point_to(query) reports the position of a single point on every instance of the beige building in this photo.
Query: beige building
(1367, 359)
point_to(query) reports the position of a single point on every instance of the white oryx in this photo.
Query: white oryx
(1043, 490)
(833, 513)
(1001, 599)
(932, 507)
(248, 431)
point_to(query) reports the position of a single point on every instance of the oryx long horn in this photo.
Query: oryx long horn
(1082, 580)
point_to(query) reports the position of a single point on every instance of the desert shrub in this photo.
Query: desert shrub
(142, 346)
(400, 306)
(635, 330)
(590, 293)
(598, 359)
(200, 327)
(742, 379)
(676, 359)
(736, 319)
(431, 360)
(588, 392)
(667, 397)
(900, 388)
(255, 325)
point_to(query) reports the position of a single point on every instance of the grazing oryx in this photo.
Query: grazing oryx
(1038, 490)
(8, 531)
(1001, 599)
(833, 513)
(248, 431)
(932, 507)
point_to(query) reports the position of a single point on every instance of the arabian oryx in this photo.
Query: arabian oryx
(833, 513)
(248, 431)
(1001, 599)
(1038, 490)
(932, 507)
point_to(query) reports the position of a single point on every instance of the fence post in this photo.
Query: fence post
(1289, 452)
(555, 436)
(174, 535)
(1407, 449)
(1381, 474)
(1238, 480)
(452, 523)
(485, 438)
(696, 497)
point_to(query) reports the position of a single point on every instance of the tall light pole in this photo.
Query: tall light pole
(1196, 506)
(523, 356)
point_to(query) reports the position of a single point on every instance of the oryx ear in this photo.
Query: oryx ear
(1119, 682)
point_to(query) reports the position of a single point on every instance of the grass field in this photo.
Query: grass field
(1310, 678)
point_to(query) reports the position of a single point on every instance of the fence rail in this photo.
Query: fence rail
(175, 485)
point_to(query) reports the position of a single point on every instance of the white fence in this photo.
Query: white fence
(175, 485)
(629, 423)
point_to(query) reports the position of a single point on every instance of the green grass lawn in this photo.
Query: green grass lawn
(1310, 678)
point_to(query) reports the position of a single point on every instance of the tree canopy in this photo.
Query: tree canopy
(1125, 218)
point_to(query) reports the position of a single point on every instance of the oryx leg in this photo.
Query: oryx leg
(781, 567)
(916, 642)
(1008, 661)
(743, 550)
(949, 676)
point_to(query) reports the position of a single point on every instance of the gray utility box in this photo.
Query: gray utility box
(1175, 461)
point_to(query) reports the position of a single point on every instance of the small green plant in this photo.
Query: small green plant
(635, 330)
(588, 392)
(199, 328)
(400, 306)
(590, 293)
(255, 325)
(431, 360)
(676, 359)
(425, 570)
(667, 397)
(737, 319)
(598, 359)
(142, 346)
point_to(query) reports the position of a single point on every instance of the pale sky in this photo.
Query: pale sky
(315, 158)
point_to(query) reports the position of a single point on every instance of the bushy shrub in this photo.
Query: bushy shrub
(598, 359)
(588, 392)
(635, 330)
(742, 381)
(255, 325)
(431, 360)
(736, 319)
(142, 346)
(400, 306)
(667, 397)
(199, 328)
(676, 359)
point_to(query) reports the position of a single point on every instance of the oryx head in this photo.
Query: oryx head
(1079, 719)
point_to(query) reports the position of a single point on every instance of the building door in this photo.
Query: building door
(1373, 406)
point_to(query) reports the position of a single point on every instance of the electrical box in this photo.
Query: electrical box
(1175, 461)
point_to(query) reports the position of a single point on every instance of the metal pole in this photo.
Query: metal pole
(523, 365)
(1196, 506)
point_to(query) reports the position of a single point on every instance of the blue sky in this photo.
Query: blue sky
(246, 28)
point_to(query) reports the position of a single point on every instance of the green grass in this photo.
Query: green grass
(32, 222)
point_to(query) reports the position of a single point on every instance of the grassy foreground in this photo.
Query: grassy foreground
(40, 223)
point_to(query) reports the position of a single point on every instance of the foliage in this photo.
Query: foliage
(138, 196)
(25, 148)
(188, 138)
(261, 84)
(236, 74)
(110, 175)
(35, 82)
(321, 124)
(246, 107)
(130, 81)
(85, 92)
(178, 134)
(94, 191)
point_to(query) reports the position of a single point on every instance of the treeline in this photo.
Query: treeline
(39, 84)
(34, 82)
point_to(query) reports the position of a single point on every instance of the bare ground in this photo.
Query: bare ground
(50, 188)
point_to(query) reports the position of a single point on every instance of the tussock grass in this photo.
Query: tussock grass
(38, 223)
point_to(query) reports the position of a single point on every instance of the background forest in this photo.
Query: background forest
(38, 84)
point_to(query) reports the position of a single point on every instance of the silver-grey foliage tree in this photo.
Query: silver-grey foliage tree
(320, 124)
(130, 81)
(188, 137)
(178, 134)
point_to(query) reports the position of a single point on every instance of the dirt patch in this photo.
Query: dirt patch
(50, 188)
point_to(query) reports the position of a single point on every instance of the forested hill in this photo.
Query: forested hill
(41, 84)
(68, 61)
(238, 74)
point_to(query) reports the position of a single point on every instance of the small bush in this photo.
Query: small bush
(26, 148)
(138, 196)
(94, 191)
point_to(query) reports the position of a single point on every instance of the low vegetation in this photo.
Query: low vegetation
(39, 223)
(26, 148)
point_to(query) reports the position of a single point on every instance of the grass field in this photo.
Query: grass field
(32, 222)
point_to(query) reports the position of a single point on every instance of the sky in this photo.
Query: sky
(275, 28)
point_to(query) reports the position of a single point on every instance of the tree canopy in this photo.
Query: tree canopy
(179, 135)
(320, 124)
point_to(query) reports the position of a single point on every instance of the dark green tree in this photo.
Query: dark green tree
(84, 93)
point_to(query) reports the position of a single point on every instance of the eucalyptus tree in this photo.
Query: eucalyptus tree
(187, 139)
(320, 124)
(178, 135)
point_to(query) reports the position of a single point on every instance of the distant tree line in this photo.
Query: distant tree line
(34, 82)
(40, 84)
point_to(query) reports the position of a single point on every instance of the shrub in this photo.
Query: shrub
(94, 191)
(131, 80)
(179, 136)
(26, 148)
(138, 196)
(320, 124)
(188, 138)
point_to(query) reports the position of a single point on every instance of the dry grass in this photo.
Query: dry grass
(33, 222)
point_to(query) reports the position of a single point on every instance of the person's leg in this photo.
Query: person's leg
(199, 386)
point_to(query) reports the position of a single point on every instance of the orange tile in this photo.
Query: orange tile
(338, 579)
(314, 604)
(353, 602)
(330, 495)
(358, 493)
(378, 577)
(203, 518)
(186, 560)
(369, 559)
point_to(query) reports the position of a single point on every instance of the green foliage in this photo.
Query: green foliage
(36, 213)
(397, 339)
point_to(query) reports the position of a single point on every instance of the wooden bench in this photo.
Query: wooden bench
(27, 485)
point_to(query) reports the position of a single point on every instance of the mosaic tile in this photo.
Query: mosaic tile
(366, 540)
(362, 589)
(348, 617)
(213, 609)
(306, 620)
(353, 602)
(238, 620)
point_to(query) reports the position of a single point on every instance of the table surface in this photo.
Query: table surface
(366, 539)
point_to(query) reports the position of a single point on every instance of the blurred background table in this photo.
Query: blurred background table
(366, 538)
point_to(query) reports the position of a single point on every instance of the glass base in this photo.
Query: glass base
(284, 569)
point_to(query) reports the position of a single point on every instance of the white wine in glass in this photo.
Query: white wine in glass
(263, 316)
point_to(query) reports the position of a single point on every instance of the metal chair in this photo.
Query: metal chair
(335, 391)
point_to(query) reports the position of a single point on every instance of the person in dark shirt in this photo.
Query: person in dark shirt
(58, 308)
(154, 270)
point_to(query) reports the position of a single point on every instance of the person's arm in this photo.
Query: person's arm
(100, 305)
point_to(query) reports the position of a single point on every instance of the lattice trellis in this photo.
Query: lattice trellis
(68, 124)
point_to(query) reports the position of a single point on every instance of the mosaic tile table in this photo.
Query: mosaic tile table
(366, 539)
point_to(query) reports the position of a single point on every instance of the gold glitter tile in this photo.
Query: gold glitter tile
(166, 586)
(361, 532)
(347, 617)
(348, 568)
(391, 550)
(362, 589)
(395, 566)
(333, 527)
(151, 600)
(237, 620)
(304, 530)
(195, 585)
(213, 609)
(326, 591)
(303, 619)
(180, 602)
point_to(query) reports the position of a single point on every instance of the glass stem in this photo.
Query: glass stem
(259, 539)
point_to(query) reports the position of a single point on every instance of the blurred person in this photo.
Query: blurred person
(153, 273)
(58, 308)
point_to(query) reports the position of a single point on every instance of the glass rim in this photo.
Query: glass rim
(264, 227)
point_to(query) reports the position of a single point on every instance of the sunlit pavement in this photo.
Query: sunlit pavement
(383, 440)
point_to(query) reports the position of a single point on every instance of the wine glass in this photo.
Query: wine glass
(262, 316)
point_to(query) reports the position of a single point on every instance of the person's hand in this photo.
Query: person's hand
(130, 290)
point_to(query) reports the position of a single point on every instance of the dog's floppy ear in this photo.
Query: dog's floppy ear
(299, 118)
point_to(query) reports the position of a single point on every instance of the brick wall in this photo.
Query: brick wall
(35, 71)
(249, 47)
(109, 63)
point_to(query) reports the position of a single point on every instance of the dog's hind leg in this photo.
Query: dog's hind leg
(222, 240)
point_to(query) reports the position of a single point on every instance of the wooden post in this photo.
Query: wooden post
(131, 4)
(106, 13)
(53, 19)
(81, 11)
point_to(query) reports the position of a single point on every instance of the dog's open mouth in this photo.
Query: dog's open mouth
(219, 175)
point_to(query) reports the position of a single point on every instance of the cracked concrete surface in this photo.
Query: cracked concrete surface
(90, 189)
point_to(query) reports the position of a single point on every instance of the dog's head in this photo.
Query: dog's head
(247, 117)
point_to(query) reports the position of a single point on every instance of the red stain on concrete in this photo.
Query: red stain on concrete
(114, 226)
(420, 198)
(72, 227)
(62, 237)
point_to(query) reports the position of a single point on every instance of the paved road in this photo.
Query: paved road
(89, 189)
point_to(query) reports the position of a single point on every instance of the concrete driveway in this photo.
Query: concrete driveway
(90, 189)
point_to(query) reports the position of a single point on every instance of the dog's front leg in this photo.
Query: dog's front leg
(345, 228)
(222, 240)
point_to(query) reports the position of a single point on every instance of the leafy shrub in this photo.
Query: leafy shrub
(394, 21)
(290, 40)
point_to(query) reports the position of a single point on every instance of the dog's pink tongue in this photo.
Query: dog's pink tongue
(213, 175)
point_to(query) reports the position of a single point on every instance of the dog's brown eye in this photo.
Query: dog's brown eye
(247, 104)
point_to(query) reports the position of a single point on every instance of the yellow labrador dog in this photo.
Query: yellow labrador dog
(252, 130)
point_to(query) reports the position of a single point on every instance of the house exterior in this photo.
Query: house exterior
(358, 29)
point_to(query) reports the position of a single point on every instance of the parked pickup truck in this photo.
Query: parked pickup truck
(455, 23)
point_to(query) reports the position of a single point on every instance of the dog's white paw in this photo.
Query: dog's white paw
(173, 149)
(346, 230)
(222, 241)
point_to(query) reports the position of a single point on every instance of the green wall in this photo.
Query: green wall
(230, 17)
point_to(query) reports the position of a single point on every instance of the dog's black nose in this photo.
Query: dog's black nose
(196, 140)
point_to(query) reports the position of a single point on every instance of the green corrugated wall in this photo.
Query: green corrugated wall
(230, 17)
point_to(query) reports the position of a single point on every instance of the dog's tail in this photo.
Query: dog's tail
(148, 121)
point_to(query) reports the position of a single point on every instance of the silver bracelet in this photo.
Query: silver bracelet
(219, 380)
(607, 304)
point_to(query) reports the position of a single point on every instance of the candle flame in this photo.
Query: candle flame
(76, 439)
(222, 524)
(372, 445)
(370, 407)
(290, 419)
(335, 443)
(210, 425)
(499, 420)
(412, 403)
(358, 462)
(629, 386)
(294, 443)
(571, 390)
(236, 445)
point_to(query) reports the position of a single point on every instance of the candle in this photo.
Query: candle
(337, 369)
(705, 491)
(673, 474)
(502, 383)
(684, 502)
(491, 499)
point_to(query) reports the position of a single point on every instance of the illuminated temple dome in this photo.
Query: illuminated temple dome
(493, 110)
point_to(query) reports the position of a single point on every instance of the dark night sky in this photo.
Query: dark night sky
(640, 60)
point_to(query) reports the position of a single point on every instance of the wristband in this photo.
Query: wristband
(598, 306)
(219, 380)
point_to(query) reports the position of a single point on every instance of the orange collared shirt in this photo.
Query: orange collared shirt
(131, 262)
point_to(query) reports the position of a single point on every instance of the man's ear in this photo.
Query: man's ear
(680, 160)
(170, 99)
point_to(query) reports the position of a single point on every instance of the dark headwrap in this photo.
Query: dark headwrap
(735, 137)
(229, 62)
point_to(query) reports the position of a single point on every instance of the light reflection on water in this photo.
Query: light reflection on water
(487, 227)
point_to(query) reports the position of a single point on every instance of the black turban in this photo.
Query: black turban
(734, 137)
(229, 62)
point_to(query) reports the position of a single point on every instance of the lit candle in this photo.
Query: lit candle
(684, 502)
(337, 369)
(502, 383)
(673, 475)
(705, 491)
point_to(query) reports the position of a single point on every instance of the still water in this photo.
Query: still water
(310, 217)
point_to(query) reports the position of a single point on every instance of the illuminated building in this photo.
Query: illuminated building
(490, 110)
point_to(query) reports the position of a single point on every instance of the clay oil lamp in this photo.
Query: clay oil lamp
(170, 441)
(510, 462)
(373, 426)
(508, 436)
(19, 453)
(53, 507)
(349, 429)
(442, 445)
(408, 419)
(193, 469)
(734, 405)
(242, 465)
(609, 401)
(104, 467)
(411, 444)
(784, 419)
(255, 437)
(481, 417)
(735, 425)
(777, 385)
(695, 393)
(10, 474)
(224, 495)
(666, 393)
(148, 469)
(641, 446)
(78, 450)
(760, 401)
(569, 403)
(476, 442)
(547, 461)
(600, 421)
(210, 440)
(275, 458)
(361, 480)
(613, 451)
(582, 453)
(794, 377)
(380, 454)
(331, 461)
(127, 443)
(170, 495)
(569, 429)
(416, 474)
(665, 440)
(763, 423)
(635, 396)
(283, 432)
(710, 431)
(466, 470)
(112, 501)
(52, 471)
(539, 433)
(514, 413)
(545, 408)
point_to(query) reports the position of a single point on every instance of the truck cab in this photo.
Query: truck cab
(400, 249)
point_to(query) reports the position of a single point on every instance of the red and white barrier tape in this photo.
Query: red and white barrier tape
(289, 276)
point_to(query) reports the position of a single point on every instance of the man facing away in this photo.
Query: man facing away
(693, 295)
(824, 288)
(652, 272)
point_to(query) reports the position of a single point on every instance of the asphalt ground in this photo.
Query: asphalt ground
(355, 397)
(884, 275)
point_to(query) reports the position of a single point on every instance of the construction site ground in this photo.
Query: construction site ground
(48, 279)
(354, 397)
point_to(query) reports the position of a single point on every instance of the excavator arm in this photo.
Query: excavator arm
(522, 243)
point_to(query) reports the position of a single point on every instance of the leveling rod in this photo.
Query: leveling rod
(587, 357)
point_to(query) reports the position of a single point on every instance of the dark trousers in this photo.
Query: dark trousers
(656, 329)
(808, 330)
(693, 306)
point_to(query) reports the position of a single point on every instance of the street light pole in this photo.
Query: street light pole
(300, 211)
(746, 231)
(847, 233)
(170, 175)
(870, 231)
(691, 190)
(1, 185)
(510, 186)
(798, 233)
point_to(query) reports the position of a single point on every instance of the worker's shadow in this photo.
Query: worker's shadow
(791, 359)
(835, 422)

Goal | What are the lines from the one with "excavator arm in this photo." through the last line of the records above? Quote them exactly and add nothing.

Response |
point_to(query) reports the position of a single point on every instance of the excavator arm in this photo.
Query: excavator arm
(522, 243)
point_to(query) reports the position of a single point on every instance of the leveling rod in this photo.
Query: leveling rod
(587, 357)
point_to(query) reports the position of a single point on every instance of the dark trousers in this photo.
Query: dark trousers
(656, 329)
(808, 330)
(693, 306)
point_to(query) reports the position of a single point on every instance of the street light pole in this photo.
Query: street light pole
(300, 211)
(746, 231)
(847, 233)
(170, 175)
(870, 231)
(691, 190)
(1, 185)
(510, 186)
(798, 233)
point_to(query) reports the position of a single point on every instance of the worker's shadow in this photo.
Query: worker's shadow
(791, 359)
(835, 422)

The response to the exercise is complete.